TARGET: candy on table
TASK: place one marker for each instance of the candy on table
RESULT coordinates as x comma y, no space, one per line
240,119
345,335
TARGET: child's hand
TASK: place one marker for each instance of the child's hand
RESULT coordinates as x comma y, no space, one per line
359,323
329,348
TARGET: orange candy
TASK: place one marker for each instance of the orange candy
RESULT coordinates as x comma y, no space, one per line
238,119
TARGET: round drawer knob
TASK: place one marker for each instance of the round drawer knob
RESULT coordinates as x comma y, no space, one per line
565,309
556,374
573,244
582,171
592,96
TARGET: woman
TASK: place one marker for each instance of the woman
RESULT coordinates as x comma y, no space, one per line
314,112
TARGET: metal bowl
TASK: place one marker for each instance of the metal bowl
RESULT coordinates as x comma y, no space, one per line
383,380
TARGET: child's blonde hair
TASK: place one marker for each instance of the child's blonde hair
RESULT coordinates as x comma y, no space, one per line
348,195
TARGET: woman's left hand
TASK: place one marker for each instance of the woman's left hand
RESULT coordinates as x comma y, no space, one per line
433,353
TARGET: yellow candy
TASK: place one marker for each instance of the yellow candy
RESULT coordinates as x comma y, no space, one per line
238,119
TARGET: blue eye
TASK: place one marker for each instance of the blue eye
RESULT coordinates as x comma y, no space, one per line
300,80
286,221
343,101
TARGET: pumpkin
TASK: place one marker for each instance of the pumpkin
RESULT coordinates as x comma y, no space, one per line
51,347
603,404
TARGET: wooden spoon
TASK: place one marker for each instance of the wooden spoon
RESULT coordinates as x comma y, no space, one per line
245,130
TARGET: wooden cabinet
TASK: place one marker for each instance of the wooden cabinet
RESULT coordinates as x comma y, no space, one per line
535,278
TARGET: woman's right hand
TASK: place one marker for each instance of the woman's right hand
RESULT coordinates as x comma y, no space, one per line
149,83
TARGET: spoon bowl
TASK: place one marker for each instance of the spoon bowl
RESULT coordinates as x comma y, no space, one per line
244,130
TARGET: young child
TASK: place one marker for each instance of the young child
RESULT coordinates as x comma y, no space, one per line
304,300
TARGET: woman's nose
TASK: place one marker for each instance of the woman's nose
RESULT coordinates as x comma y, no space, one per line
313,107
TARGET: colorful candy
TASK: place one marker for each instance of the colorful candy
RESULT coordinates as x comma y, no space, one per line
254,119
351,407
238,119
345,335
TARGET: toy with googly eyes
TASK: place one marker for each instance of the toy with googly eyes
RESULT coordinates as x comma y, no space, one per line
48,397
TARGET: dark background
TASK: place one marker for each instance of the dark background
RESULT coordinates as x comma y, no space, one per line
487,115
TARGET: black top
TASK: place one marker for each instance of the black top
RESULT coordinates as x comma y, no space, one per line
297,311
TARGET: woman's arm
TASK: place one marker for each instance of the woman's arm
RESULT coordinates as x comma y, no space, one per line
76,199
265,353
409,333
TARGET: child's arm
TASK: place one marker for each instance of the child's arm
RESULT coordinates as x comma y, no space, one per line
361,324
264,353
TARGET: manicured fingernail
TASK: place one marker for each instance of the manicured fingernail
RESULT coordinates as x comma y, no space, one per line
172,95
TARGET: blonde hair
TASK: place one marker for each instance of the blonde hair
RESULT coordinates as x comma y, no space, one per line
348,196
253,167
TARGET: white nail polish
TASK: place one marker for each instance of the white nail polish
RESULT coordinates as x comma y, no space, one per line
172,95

+++++

■ **Task goal**:
Restate every entry word for word.

■ **Result**:
TARGET: candy on table
TASK: place one marker for each instance of the candy on table
RESULT coordinates as x comma y, no space, one per line
240,119
345,335
TARGET: child's hand
TASK: place one marker for each instance of the child's hand
RESULT coordinates as x comma y, no space, one per line
359,323
329,348
TARGET: orange candy
TASK: place one marker for each instance of the orange candy
RESULT coordinates as x comma y, no space, one per line
238,119
TARGET: round drawer knob
TASK: place one marker for each instance of the round drawer knob
RESULT coordinates as x comma y, no space, one per line
565,309
556,374
573,244
582,171
592,96
TARGET: woman
TASK: place one marker for each instance of the woman
RESULT coordinates as x comma y, no space, one per line
314,112
TARGET: metal bowl
TASK: place one marker for each instance of the metal bowl
RESULT coordinates as x comma y, no space, one per line
383,380
TARGET: child's blonde hair
TASK: place one marker for each instance of the child's blonde hair
RESULT coordinates as x comma y, no space, one per line
348,195
TARGET: woman's left hand
TASK: place one marker for each instance of the woman's left hand
RESULT coordinates as x comma y, no space, one per line
433,353
TARGET: yellow candy
TASK: place one marker for each instance of the yellow candy
RESULT coordinates as x comma y, no space, one per line
238,119
TARGET: blue eye
TASK: place one marker for each instance of the blue eye
RESULT coordinates as x comma y, no space, one per line
300,80
286,221
343,101
TARGET: pumpkin
TASK: place one marker for each instance of the pumpkin
RESULT coordinates as x comma y, no space, one per line
51,347
603,404
TARGET: wooden spoon
TASK: place one marker for each instance of the wooden spoon
RESULT coordinates as x comma y, no space, one per line
245,130
TARGET: wooden cabinet
TASK: place one marker for each instance of the wooden cabinet
RESULT coordinates as x comma y, no space, one per line
535,278
TARGET: woman's right hand
TASK: place one marker for each instance of the woman's right hand
RESULT coordinates as x comma y, no space, one per line
149,83
TARGET: spoon bowl
TASK: place one marker for each instance of the spoon bowl
RESULT coordinates as x comma y, no space, one per line
244,130
TARGET: young child
TASK: place one marker for each instance of the young child
RESULT coordinates as x comma y, no space, one per line
304,300
TARGET: woman's nose
TASK: place one marker for each instance of the woman's nose
RESULT coordinates as x comma y, no space, one per line
313,107
TARGET: colorful candy
TASK: place one marker for each instance of the colorful candy
RESULT coordinates as x comma y, no space, one per line
254,119
351,407
238,119
345,335
TARGET: toy with googly eyes
TASK: place one marker for each instance of the toy with googly eyes
RESULT coordinates as x comma y, no space, one per line
48,397
TARGET: dark background
TASK: place one marker for each instance of the dark background
RESULT coordinates as x comma y, no space, one per line
487,115
TARGET: black top
TASK: place one marker for each instance of the black top
RESULT coordinates as x comma y, no space, one per line
297,311
TARGET: woman's arm
TASK: place one marker for each instance of the woman's arm
RESULT coordinates as x comma y, no space, one per line
76,199
265,353
409,333
TARGET: child's arm
TASK: place one marker for each instance of the child's arm
RESULT coordinates as x comma y, no space, one per line
361,324
264,353
TARGET: manicured fingernail
TASK: place one marker for each instance of the manicured fingernail
RESULT coordinates as x comma y, no space, one per line
172,95
TARGET: blonde hair
TASK: place one marker for each instance of the blonde hair
RESULT coordinates as x comma y, no space, one per line
348,196
253,167
TARGET: white nail polish
TASK: place one marker for each instance of the white nail polish
RESULT coordinates as x comma y, no space, one per line
172,95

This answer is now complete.